I think your inferences from this are wrong, and the facts are probably wrong too: first, it should be "are known to have been hacked" and "not known to have been hacked". This matters because compromise of a smart contract is globally visible in a way that compromising a validator really really isn't. Second, smart contracts receive wildly more attention by both white-hat and black-hat security experts, because there's a very large bug bounty attached.

First, an apology: I didn't mean this to be read as an attack or a strawman, nor applicable to any use of theorem-proving, and I'm sorry I wasn't clearer. I agree that formal specification is a valuable tool and research direction, a substantial advancement over informal arguments, and only as good as the assumptions. I also think that hybrid formal/empirical analysis could be very valuable.

Trying to state a crux, I believe that any plan which involves proving corrigibility properties about MuZero (etc) is doomed, and that safety proofs about simpler approximations cannot provide reliable guarantees about the behaviour of large models with complex emergent behaviour. This is in large part because formalising realistic assumptions (e.g. biased humans) is very difficult, and somewhat because proving anything about very large models is wildly beyond the state of the art and even verified systems have (fewer) bugs.

Being able to state theorems about AGI seems absolutely necessary for success; but I don't think it's close to sufficient.

I was halfway through a PhD on software testing and verification before joining Anthropic (opinions my own, etc), and I'm less convinced than Eliezer about theorem-proving for AGI safety.

Supplied information:
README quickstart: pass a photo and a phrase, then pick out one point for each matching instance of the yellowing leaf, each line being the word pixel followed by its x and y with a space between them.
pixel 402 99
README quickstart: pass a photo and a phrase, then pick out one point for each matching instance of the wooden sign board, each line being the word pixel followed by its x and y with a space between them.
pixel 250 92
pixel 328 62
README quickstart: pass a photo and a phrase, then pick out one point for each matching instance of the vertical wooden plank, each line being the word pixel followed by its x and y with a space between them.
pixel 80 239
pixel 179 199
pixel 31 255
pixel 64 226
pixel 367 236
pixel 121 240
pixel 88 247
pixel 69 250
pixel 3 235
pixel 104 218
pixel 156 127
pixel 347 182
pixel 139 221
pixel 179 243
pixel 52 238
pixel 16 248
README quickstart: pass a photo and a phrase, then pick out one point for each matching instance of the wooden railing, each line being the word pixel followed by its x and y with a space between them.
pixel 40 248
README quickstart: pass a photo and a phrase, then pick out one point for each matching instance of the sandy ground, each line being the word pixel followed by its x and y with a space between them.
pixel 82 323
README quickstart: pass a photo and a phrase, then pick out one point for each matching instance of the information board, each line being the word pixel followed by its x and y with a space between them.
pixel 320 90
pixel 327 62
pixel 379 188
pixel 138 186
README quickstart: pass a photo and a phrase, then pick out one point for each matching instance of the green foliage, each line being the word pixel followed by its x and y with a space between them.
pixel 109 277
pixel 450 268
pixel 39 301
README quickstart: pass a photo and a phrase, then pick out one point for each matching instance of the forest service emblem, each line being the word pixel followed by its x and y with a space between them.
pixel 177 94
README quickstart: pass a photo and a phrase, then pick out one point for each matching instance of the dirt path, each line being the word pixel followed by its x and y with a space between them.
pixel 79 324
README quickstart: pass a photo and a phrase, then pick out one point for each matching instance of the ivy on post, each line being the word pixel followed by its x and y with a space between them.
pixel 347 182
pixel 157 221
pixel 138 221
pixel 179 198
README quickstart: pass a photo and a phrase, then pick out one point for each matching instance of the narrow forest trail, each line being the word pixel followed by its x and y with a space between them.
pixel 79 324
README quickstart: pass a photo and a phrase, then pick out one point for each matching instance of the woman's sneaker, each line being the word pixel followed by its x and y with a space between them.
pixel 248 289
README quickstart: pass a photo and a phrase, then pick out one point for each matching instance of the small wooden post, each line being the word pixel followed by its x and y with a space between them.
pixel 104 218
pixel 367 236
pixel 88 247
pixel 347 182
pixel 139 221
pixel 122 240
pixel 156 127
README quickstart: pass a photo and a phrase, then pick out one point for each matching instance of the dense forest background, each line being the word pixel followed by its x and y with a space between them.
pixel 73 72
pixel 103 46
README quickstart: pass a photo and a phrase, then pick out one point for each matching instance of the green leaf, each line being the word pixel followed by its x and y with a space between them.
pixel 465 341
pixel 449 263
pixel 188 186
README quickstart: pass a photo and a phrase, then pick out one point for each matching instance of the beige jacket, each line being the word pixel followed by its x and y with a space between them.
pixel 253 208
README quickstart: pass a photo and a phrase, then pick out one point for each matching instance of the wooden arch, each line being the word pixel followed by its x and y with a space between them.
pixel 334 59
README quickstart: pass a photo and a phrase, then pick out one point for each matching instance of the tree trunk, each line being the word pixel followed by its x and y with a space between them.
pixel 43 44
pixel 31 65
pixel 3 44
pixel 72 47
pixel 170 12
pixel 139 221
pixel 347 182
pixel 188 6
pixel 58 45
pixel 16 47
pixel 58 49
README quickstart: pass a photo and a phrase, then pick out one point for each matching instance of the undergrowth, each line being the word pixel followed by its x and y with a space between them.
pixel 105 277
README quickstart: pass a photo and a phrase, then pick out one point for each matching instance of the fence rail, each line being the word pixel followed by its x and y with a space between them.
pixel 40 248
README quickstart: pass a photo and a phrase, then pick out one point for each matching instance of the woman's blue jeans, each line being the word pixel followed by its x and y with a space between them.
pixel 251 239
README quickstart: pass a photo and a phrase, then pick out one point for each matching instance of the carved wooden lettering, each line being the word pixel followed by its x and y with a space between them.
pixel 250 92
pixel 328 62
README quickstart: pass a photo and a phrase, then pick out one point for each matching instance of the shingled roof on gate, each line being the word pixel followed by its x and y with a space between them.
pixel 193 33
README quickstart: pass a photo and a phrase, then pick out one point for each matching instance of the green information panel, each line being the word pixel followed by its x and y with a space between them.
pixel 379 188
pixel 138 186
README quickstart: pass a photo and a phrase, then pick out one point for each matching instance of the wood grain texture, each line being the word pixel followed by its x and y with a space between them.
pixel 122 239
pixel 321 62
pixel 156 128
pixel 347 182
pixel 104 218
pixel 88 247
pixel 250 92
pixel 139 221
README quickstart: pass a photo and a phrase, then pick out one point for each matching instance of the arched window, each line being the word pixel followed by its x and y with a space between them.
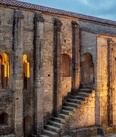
pixel 4 70
pixel 26 71
pixel 27 126
pixel 87 70
pixel 4 119
pixel 65 65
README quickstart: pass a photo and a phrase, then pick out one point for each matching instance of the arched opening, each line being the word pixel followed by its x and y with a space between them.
pixel 65 65
pixel 4 70
pixel 27 126
pixel 4 119
pixel 26 71
pixel 87 70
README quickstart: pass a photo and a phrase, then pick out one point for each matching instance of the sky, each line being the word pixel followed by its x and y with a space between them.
pixel 98 8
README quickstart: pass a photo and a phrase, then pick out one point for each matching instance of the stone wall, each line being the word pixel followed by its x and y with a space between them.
pixel 6 95
pixel 90 42
pixel 84 116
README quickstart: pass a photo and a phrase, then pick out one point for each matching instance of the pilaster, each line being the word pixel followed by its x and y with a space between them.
pixel 75 55
pixel 38 51
pixel 57 67
pixel 18 71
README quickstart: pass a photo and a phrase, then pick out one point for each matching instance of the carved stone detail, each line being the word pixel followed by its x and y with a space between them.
pixel 39 17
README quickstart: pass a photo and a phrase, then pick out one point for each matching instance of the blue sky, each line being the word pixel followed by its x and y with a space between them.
pixel 99 8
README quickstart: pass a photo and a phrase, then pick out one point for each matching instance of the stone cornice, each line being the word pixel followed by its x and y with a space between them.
pixel 39 17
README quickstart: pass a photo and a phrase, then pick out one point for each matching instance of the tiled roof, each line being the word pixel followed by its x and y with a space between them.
pixel 54 11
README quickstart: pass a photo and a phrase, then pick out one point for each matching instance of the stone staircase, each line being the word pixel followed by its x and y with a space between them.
pixel 56 126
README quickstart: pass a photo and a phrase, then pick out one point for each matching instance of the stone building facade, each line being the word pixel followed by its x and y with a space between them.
pixel 46 55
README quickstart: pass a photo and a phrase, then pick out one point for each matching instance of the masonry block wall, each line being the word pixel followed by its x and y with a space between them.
pixel 31 32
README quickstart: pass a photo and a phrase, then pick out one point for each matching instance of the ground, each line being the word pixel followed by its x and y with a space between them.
pixel 110 135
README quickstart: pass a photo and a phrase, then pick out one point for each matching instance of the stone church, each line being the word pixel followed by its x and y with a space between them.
pixel 57 72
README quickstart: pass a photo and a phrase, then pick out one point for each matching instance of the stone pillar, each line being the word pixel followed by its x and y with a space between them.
pixel 0 73
pixel 111 83
pixel 38 51
pixel 57 67
pixel 75 56
pixel 18 72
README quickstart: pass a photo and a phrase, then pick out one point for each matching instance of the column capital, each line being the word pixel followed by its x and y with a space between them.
pixel 57 24
pixel 19 14
pixel 39 18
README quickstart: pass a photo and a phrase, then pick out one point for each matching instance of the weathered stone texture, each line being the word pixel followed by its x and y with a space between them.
pixel 23 34
pixel 84 116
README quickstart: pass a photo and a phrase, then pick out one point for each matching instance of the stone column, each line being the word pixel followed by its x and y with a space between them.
pixel 57 67
pixel 75 56
pixel 0 73
pixel 18 71
pixel 38 49
pixel 111 83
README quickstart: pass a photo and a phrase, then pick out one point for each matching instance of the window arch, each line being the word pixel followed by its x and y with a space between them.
pixel 65 65
pixel 4 70
pixel 26 70
pixel 4 119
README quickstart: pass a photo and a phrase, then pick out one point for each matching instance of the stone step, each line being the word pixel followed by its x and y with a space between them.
pixel 71 104
pixel 52 128
pixel 50 133
pixel 68 108
pixel 78 97
pixel 68 112
pixel 57 124
pixel 74 101
pixel 65 116
pixel 44 136
pixel 58 119
pixel 83 94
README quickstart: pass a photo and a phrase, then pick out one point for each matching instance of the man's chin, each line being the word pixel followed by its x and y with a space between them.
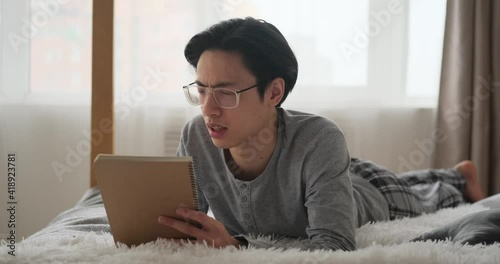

Exercise directions:
In the forum reply on theorem-proving for AGI safety, what had the writer been halfway through before joining Anthropic?

The completed task:
A PhD on software testing and verification.